--- TEXT UNDER STUDY Enclosed Below ---
The New Law confirms that RERA will continue to exercise certain powers established under the previous law, including the organization and supervision of real estate development escrow accounts, approving qualified banking and financial institutions to manage these accounts, and the adoption of rules governing practitioners of the real estate development activity, the sale and rental of real estate, real estate brokers, real estate assessment and joint ownership of real estate property.

The New Law came with a number of key modifications and additions to RERA’s functions and specialties broadening thereby its scope of authority over real estate activities in the Emirate. The newly introduced powers include that RERA shall now be responsible for organizing and licensing real estate activities and supervising the practitioners of these activities in order to ensure their compliance with the laws and regulation governing the real estate sector. RERA will also be responsible for the supervision and inspection of the management, operation and maintenance of joint real estate properties, proposing the necessary legislations to regulate the work of real estate practitioners, and issuing the necessary regulations for the training and qualification of employees in the organizations licensed to practice real estate activities through the Dubai Real Estate Institute (“DREI”), in addition to the registration and issuance of identification cards to practitioners of real estate industry.

Launch of Joint Initiative to Streamline UAE’s Real Estate Sector

A memorandum of understanding (MoU) between DLD and BSA was signed to promote foreign and local investment opportunities in Dubai through an innovative framework that will boost transparency and streamline transaction processes for investors in the sector. As part of the REL initiative, DLD is introducing several investment products to lift restrictions in the current real estate laws that will allow for more vigorous real estate investment in Dubai. The new initiative will especially facilitate the purchase and sale of properties by corporate entities with ultimate foreign ownership, therefore opening up the market to more corporate investors.

Sultan Butti bin Mejren, director general of DLD, said: “At DLD, we are keen to support the directives of our wise leadership and the strategies to make Dubai the smartest and happiest city in the world. The MoU with BSA further supports our mission to consolidate and attract foreign and corporate real estate investments to Dubai. We are working to strengthen the real estate sector in the Emirate through such partnerships that ensure the ease and speed of regulatory and investment procedures.”

Dr Ahmad bin Hezeem, Senior Partner, BSA, said: “The overarching goal of this progressive initiative is to open up Dubai’s real estate market to more investors, increasing investment flows in the process. The REL initiative will provide a legal framework that streamlines and facilitates the process for investing capital in the city. This, in turn, will attract a wider range of investors and transactions. It’s a pleasure to once again be joining forces with DLD in support of the work we have been doing over the past 20 years reinforce our clients’ investment interests in Dubai’s real estate sector. In essence, the enhanced investment framework proposed by the REL will simplify the processes for clients.”

Majid Saqer Al Marri, CEO of the Registration and Real Estate Services Sector at DLD, said: “Our MoU with BSA is another step on our journey to ensuring the comfort and happiness of our customers through streamlining the processes of Dubai’s real estate sector. We will remain vigilant and progress upon our path of helping achieve objectives and keeping pace with developments in the field of registration and real estate services.”

The announcement comes after BSA’s previous collaboration with DLD to host ‘Legal Clinics,’ which provided the public with a six-hour window to access free advice from 25 expert lawyers, who specialise in areas as varied as real estate, construction, employment, compensation claims, criminal matters, debt recovery, tenancy disputes, inheritance, and family matters.
--- End of Enclosed TEXT UNDER STUDY ---
--- DATASET Enclosed Below ---
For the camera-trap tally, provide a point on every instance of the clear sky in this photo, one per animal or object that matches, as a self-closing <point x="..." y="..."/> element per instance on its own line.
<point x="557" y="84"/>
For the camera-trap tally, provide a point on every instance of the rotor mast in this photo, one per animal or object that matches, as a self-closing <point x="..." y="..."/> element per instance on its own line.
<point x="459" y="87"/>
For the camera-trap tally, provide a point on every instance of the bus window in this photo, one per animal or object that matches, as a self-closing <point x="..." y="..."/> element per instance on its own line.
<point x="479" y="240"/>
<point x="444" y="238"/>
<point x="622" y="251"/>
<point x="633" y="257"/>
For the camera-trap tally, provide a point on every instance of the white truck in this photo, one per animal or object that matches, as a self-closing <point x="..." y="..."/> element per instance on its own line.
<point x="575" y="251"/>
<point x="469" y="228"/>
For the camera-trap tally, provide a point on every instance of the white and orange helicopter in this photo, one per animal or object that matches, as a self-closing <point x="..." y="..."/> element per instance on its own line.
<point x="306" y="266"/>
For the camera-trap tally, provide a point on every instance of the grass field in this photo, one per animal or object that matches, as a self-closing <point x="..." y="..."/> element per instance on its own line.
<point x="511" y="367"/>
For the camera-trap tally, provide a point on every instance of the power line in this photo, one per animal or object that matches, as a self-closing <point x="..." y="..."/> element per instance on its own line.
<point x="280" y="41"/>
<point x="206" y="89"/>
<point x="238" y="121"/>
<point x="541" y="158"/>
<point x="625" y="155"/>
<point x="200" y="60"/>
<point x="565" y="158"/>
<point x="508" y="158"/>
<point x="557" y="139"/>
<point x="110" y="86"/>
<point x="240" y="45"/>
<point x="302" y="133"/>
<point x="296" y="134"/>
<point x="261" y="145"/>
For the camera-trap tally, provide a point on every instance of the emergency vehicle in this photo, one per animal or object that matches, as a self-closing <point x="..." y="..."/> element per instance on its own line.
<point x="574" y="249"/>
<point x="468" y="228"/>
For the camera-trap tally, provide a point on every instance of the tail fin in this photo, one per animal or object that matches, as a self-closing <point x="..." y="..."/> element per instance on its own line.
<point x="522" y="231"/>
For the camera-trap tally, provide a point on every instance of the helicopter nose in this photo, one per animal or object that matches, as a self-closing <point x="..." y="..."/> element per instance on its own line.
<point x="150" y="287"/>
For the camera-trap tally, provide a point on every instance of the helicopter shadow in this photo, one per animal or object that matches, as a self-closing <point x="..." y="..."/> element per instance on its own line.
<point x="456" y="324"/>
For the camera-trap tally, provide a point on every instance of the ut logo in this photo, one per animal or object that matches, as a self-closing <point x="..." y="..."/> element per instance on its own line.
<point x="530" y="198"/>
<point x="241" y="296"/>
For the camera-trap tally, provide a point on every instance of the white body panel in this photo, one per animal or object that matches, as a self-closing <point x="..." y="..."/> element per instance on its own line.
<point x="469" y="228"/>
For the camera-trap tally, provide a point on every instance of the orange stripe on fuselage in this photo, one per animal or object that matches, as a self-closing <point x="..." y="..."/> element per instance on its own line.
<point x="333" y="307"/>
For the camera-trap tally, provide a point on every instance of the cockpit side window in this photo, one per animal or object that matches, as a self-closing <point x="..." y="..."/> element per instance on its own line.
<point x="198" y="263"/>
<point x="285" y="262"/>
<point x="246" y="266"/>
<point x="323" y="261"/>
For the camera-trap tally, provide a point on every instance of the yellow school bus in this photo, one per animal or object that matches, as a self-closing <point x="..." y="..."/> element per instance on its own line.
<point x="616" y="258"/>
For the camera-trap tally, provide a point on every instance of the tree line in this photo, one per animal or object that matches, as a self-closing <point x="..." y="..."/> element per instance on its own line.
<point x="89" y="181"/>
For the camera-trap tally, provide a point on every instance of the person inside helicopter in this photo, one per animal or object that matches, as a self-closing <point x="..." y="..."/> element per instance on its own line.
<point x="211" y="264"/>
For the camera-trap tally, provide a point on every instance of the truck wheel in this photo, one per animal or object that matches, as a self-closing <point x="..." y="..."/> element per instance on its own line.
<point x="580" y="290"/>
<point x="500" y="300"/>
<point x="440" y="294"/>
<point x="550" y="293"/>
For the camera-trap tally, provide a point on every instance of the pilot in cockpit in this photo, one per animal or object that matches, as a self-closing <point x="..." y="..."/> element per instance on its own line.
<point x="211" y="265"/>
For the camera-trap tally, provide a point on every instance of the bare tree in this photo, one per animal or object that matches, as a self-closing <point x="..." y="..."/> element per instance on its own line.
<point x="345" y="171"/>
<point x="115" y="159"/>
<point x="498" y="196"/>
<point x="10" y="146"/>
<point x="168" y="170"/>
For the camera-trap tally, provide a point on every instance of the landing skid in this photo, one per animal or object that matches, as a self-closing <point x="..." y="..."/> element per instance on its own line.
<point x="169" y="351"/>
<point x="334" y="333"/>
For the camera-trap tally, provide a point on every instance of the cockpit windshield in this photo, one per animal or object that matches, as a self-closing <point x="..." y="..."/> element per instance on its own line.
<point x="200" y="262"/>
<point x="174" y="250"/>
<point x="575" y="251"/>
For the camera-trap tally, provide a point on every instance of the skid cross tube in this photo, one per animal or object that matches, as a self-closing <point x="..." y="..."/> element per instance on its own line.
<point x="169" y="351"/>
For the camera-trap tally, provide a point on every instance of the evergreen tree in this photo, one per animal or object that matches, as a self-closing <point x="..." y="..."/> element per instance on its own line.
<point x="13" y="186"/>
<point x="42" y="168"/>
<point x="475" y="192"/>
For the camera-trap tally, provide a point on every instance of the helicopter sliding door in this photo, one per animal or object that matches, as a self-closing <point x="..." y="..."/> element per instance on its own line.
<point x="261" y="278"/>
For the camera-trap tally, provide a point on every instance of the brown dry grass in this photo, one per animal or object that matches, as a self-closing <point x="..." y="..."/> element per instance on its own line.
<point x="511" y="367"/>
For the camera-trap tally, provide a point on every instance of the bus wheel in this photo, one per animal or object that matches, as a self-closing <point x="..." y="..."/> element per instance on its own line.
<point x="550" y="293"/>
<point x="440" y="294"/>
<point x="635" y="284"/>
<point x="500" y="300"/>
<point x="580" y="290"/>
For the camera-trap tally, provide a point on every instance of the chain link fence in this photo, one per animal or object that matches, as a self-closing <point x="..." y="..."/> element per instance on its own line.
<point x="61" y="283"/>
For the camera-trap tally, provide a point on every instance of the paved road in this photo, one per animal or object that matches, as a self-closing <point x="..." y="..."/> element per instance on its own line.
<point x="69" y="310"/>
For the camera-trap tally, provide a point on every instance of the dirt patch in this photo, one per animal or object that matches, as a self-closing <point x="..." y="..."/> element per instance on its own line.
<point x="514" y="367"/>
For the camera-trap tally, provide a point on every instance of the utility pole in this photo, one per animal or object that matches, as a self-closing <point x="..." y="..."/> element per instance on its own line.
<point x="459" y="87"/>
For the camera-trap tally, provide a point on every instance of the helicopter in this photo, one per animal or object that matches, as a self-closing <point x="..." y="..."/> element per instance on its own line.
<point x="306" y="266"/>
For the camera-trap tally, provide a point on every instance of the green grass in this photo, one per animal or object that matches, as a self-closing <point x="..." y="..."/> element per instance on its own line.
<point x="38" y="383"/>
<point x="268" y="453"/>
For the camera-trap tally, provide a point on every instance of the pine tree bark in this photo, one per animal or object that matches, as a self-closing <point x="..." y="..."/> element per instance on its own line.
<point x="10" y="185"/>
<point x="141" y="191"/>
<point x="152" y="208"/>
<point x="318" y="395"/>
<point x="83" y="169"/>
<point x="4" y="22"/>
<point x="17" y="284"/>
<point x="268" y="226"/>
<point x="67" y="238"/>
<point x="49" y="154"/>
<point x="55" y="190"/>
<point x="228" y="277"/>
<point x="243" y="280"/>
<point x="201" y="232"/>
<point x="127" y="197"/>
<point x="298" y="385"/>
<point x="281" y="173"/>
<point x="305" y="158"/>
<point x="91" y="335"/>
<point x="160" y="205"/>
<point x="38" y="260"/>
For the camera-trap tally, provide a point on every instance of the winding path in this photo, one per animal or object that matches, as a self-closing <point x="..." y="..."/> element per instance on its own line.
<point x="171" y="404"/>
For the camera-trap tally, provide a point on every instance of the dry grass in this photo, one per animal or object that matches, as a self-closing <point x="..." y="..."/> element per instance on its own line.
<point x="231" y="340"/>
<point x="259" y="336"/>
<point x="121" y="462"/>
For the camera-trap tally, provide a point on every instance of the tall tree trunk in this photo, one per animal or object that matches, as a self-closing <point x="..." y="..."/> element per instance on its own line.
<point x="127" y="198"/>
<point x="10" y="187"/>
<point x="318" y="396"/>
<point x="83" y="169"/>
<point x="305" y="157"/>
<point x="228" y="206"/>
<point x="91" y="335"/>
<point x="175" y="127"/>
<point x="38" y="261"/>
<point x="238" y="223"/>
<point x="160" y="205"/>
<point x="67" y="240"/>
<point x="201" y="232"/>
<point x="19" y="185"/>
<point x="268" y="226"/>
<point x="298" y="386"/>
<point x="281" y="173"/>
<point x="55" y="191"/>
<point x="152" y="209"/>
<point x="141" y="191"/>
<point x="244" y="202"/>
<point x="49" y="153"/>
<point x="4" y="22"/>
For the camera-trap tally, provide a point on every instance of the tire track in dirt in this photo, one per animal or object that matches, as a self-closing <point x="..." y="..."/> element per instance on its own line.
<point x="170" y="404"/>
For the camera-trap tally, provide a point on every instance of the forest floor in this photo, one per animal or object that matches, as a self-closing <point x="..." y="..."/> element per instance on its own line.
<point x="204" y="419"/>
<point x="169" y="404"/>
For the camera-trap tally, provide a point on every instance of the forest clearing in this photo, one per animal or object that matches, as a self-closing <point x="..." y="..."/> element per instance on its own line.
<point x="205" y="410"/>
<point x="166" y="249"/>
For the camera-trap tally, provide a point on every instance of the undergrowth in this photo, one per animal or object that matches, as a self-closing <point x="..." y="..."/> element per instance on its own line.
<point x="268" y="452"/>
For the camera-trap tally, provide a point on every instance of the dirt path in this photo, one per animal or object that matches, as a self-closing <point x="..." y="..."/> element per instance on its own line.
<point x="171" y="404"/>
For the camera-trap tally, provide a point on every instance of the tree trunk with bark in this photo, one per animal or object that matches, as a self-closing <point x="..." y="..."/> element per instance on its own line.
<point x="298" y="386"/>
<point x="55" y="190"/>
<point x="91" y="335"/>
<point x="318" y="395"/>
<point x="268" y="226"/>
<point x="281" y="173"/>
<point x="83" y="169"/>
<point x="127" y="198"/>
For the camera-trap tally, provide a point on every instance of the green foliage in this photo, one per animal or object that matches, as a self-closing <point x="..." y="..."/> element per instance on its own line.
--- End of Enclosed DATASET ---
DIRECTIONS -
1: Please rewrite the paragraph of the Dubai real estate text beginning "The New Law came with a number of key modifications" as a bulleted list, keeping its main facts.
2: According to the Dubai real estate text, how many expert lawyers gave free advice at the "Legal Clinics"?

RESULTS FOR THE EXERCISE -
1:
The New Law broadens RERA's authority over real estate activities in the Emirate. RERA's new powers:
- Organizing and licensing real estate activities
- Supervising practitioners to ensure they comply with the laws and regulations governing the real estate sector
- Supervising and inspecting the management, operation and maintenance of joint real estate properties
- Proposing legislation to regulate the work of real estate practitioners
- Issuing regulations, through the Dubai Real Estate Institute (DREI), for training and qualifying employees of organizations licensed to practice real estate activities
- Registering real estate practitioners and issuing them identification cards

2: 25 expert lawyers.